=== Exercise directions ===
Skip the pictures. Quote every line below, exactly, from the one with "Annotate each instance of the white sauce" through the final line.
[start]
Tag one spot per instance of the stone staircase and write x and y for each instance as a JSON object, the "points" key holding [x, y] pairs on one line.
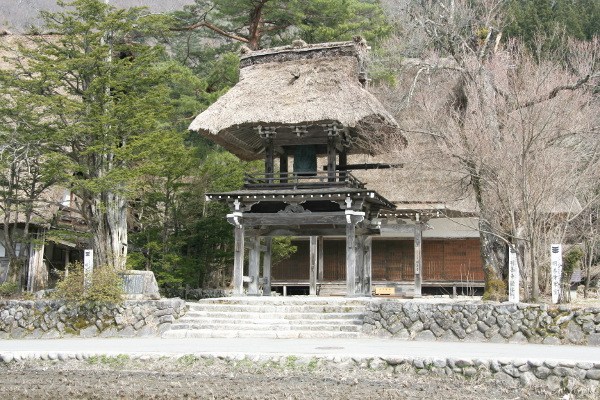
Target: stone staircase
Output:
{"points": [[271, 317]]}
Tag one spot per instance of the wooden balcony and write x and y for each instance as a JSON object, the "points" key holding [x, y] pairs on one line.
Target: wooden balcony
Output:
{"points": [[302, 180]]}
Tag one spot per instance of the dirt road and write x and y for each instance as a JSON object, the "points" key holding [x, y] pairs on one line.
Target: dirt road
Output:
{"points": [[193, 378]]}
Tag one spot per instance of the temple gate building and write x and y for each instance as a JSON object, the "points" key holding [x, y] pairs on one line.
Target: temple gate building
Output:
{"points": [[307, 103]]}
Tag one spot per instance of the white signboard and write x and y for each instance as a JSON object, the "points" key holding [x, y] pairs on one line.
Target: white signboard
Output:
{"points": [[88, 267], [556, 260], [514, 279]]}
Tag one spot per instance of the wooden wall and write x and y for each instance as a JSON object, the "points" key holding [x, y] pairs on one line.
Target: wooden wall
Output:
{"points": [[451, 260]]}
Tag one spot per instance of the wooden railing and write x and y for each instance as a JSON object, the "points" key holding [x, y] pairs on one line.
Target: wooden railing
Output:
{"points": [[301, 180]]}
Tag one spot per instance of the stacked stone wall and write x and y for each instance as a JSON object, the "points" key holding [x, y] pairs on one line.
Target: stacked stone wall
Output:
{"points": [[49, 319], [483, 322]]}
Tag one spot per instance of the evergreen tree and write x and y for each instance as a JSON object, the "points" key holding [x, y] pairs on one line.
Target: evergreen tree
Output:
{"points": [[99, 97]]}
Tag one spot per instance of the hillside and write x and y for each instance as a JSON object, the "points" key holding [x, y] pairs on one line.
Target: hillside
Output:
{"points": [[18, 15]]}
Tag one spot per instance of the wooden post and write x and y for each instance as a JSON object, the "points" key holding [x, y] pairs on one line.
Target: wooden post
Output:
{"points": [[350, 260], [267, 266], [253, 265], [269, 158], [418, 258], [238, 262], [360, 264], [313, 266], [283, 167], [367, 266], [343, 161], [321, 264], [331, 152]]}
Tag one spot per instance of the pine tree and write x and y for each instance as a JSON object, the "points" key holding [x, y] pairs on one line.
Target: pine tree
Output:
{"points": [[99, 97]]}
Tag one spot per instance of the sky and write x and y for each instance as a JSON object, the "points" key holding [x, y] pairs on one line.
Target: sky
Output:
{"points": [[17, 16]]}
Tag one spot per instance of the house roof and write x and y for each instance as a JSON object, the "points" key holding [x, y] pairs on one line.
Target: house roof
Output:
{"points": [[304, 86]]}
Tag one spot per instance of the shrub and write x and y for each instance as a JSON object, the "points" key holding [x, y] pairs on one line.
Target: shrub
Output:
{"points": [[8, 289], [105, 286]]}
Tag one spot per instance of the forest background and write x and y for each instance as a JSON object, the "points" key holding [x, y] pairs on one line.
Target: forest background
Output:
{"points": [[140, 157]]}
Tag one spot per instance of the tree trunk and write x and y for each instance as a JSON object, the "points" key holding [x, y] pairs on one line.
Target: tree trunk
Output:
{"points": [[493, 252], [109, 232]]}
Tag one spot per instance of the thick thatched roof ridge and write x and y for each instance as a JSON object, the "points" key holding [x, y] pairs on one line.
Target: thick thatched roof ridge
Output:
{"points": [[298, 85]]}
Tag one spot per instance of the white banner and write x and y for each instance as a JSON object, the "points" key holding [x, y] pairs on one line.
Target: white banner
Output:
{"points": [[88, 267], [556, 260], [514, 278]]}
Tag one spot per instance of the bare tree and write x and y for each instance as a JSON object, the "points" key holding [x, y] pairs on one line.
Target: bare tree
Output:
{"points": [[518, 127]]}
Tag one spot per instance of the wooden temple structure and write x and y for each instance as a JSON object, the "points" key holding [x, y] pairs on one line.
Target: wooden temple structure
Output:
{"points": [[301, 102]]}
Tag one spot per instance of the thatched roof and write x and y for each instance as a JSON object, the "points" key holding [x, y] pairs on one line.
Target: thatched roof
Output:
{"points": [[297, 86]]}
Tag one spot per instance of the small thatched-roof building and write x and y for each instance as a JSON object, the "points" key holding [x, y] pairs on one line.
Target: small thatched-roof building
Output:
{"points": [[316, 95]]}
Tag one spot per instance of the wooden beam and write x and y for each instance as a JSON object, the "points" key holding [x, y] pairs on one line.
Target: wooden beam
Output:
{"points": [[313, 266], [254, 219], [238, 262], [267, 257], [253, 265], [403, 228], [292, 231]]}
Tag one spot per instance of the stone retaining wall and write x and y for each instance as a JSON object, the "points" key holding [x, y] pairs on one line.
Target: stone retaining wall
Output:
{"points": [[557, 376], [49, 319], [483, 322]]}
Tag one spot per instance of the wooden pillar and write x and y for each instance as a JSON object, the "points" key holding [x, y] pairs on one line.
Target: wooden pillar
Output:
{"points": [[269, 158], [283, 167], [254, 265], [331, 152], [267, 266], [343, 161], [313, 266], [367, 266], [360, 264], [238, 262], [321, 263], [350, 260], [418, 258]]}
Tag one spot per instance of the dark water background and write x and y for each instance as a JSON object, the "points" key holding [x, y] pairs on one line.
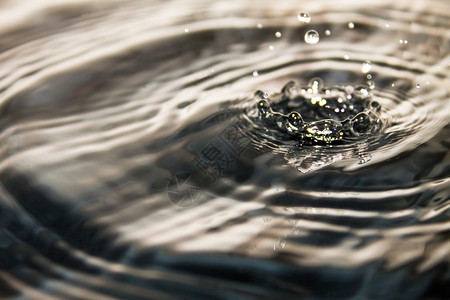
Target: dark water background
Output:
{"points": [[133, 164]]}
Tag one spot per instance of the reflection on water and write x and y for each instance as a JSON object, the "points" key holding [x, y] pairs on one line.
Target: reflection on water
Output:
{"points": [[136, 161]]}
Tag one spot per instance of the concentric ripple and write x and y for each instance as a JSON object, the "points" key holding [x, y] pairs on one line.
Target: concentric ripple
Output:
{"points": [[137, 162]]}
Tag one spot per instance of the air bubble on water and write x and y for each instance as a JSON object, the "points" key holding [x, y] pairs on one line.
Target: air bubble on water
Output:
{"points": [[364, 158], [360, 123], [312, 37], [366, 67], [304, 17], [364, 91], [290, 89], [282, 243], [259, 95]]}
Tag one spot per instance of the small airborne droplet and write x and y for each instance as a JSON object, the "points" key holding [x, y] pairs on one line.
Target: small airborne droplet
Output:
{"points": [[312, 37], [366, 67], [304, 17]]}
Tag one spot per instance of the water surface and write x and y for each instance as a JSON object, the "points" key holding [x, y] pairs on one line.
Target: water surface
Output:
{"points": [[134, 162]]}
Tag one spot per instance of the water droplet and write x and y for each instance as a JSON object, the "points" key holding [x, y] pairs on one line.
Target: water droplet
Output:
{"points": [[290, 89], [376, 105], [304, 17], [295, 121], [259, 95], [366, 67], [312, 37], [360, 123]]}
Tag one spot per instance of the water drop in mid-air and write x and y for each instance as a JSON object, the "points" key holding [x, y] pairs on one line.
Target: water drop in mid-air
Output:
{"points": [[304, 17], [312, 37], [366, 67]]}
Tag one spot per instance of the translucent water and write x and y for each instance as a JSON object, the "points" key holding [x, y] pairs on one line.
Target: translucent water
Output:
{"points": [[312, 37], [180, 149]]}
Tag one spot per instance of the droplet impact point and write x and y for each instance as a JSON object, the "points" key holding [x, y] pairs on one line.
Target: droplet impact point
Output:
{"points": [[312, 37]]}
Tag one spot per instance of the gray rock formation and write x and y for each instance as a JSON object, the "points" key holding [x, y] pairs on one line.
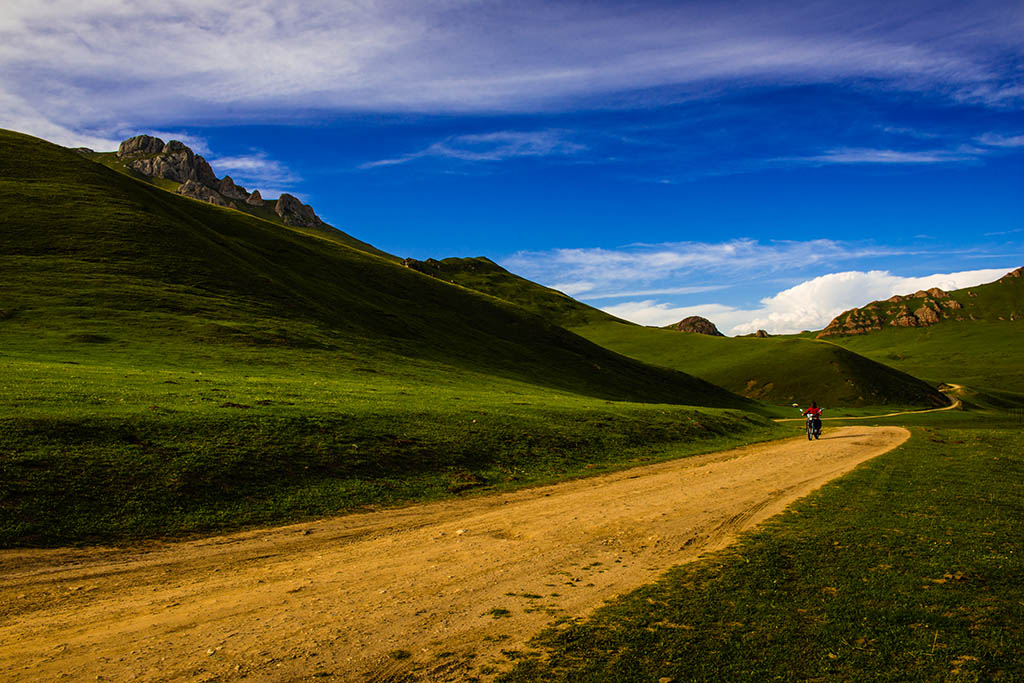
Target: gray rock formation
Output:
{"points": [[227, 187], [175, 162], [295, 213], [696, 325], [140, 145], [198, 190]]}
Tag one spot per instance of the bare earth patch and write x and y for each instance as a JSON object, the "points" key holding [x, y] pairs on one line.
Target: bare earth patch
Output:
{"points": [[437, 592]]}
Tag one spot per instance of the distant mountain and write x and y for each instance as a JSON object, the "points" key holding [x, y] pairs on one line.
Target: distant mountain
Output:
{"points": [[1003, 300], [696, 325], [975, 337], [175, 167], [89, 253], [776, 370]]}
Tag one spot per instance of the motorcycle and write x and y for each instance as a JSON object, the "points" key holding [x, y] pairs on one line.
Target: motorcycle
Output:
{"points": [[813, 424]]}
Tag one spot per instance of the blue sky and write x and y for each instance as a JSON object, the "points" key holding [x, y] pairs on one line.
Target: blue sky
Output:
{"points": [[765, 164]]}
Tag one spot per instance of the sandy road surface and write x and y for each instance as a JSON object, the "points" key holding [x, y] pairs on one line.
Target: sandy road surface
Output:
{"points": [[437, 591]]}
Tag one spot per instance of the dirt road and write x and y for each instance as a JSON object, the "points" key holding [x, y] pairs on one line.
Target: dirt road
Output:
{"points": [[440, 592]]}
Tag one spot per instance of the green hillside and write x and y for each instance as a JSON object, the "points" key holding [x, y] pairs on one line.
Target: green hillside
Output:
{"points": [[89, 253], [172, 367], [776, 370], [979, 344], [484, 275], [265, 212]]}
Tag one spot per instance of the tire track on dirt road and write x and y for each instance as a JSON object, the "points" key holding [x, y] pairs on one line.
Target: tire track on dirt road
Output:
{"points": [[437, 592]]}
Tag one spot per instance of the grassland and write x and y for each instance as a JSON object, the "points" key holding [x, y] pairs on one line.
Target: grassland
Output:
{"points": [[169, 367], [908, 568], [776, 370], [975, 353]]}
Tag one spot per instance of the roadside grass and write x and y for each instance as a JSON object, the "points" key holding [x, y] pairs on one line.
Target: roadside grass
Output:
{"points": [[988, 353], [114, 446], [907, 568]]}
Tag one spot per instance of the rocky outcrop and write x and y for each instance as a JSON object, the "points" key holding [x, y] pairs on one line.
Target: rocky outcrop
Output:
{"points": [[295, 213], [175, 161], [198, 190], [921, 309], [226, 187], [140, 145], [696, 325]]}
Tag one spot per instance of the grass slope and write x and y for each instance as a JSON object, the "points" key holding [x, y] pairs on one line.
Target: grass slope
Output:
{"points": [[984, 352], [906, 569], [484, 275], [91, 254], [776, 370], [169, 367], [265, 212]]}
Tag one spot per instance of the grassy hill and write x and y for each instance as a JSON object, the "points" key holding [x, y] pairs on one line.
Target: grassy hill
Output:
{"points": [[776, 370], [980, 344], [484, 275], [264, 212], [171, 367]]}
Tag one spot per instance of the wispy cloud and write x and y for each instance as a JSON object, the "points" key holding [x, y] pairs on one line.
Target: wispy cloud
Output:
{"points": [[997, 140], [866, 156], [103, 65], [257, 170], [492, 147], [600, 273]]}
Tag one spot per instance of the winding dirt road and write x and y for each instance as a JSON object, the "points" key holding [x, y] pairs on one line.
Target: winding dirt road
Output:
{"points": [[435, 592]]}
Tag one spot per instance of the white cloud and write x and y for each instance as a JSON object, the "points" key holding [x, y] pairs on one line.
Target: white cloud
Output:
{"points": [[614, 272], [866, 156], [809, 305], [492, 146], [256, 169], [996, 140], [99, 65]]}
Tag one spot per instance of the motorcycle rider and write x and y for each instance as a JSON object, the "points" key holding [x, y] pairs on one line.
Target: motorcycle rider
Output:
{"points": [[814, 413]]}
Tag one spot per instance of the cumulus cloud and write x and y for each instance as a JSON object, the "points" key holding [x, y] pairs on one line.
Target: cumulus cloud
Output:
{"points": [[809, 305], [601, 273]]}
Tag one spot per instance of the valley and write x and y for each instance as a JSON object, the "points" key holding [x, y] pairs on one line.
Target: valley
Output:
{"points": [[272, 451]]}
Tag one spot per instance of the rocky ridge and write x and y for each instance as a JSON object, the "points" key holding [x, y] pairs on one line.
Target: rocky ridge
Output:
{"points": [[174, 161], [696, 325], [920, 309]]}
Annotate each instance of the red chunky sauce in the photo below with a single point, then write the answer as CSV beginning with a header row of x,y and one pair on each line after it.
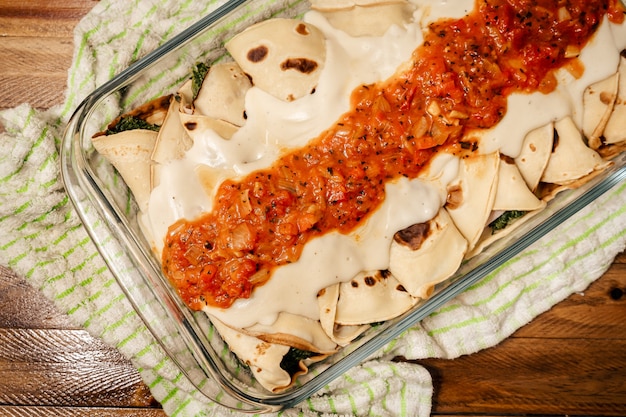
x,y
458,80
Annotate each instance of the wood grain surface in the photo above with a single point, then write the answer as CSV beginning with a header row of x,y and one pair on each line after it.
x,y
569,361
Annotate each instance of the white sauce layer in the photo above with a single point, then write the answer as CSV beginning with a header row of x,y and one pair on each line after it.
x,y
274,125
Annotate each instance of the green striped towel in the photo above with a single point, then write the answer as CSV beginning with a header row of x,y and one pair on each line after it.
x,y
41,239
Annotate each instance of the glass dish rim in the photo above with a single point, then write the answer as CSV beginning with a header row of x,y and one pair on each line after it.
x,y
77,177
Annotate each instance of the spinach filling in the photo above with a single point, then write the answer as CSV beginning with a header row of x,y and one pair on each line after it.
x,y
198,72
505,220
131,123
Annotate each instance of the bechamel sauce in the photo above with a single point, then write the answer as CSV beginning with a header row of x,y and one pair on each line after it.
x,y
274,125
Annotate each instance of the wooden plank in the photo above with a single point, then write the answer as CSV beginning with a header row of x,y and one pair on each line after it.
x,y
526,376
38,77
12,411
33,17
66,368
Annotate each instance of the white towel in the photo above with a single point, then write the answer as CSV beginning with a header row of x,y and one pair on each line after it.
x,y
42,240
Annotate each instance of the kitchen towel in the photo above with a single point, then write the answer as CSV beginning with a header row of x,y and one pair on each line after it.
x,y
42,240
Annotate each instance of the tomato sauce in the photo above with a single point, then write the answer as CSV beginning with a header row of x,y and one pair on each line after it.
x,y
457,81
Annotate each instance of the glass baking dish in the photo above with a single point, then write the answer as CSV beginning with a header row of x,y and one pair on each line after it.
x,y
108,212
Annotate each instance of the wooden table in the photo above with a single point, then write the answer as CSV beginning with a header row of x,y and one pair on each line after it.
x,y
569,361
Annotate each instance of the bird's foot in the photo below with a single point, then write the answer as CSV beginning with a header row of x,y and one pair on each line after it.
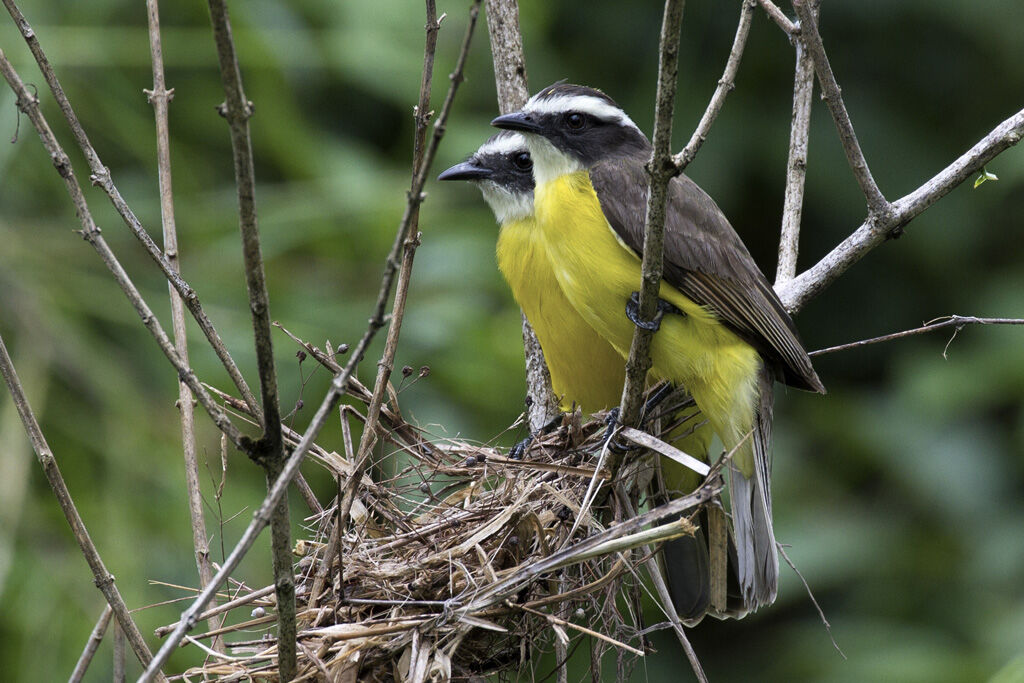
[end]
=== Response below ===
Annotate each instance of the white sauce layer in the photo above with a single point, then write the answer as CSV beginning with a header row of x,y and one pair on each line after it.
x,y
274,125
Annotate each instance of the green striped towel in the photo above with a single point, then write the answer as CSV beginning with a header row of x,y and one pair on each line after it.
x,y
41,239
Annotate each instance of the glass dish rim in the photo above with a single point, then write the answer as CSV beginning with a header row of x,y and one pair on each line after it.
x,y
77,177
Annotate each instance of the spinach filling in the photo above with a single point, then write the answer as CSV beginning with a header row of x,y and one pair on each line after it.
x,y
198,72
505,220
131,123
Annotate each instance of the bechamel sauce in the photo above with a single point, then write the answer as CSV beginning with a header row of x,y and one pair on each line after it.
x,y
274,125
Annotate each instance of the wooden plank in the photo above with a single point, then write the answer as CSV beginning with a header row of x,y and one pair on each line after it.
x,y
526,376
38,77
12,411
33,17
66,368
Annotate each instance of the white towel in the photo above with a single point, then write the answer as CSV beginning with a header row of x,y and one pair on each line after it.
x,y
42,240
Annotate each instance of the kitchen towel in the photo above with a single point, then write the answer as CSV beginning with a header row of x,y and one pair on each line after it.
x,y
42,240
Annotate each instance of the tomato sauce in the photo above with a single point, then write the answer as CSV beginning with a header row of x,y and one pair on each line after it.
x,y
457,81
Annotate each instance of the glass baking dish in the photo above with a single point, then write the answer as CSV beginning with a header row of x,y and one pair on each line after it.
x,y
108,212
Annotate each instance of the wooden table in the photo above with a single point, then write the answer as CSV beginning with a header row of x,y and one pair on each line after it.
x,y
569,361
Annotate each instance of the bird's foot in the photo below with a single point, then write the answer as CSV beginning with a header row of x,y and one pair on each line after it.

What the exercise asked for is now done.